Константин Дмитриевич Кавелин (1818—1885) был очень разносторонним человеком, как говорится, энциклопедических интересов. Он даже собирал русские народные песни и передавал их известному издателю Якушкину.
Сознанием Кавелин интересовался и как философ, и как психолог, и как юрист, хотя точнее было бы сказать, как человек, желающий не просто делать науку, а с помощью науки сделать жизнь лучше. Поэтому юридическая сторона деятельности Кавелина проявилась не только в собственно пра-воведческих работах, но и в этических. Этика мыслителями девятнадцатого века понималась не как свод правил или требований к правильному поведению, а как наука о целях всех наук. Иными словами, как наука определяющая, как изменить общество, меняя нравы людей. Нравы — это и есть этосы по-гречески, откуда и этика.
Война Богов. Самая известная психологическая работа Кавелина — «Задачи психологии» (1872) была написана в пору, когда физиологи и революционные демократы пытались захватить землю Психологии и подчинить ее Физиологии и естественнонаучному механицизму. Кавелин много сражается в ту пору против уничтожения Психологии с воинствующим Материализмом физиологов. Поэтому он вынужден обсуждать физиологическое понятие организма, и его «Задачи» выглядят гораздо более естественнонаучным сочинением, чем, скажем, работы Карпова.

ЗАДАНИЕ:
Перескажите короче абзац текста о Кавелине, начинающийся словами «Война Богов», сохранив его главные факты. Строки ниже — самостоятельный материал, отдельный от текста о Кавелине.

ИСХОДНЫЕ ДАННЫЕ:
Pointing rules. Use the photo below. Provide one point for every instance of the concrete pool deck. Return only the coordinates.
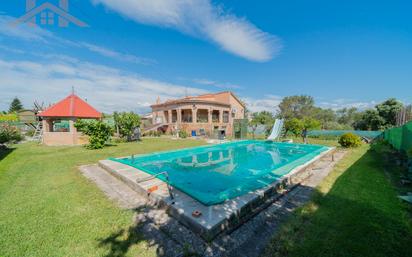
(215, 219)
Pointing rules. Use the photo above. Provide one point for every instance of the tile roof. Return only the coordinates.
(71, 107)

* * *

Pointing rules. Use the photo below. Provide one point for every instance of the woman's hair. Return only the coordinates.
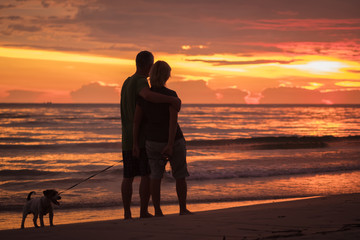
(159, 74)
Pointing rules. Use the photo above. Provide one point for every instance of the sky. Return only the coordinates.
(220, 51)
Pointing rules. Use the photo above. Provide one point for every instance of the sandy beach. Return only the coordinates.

ОТВЕТ К ЗАДАНИЮ:
Самую известную психологическую работу Кавелина, «Задачи психологии» (1872), он написал, когда физиологи и революционные демократы пытались подчинить психологию физиологии и естественнонаучному механицизму. В то время Кавелин много боролся против уничтожения психологии с воинствующим материализмом физиологов. Поэтому ему пришлось обсуждать физиологическое понятие организма, и его «Задачи» выглядят гораздо более естественнонаучным сочинением, чем, например, работы Карпова.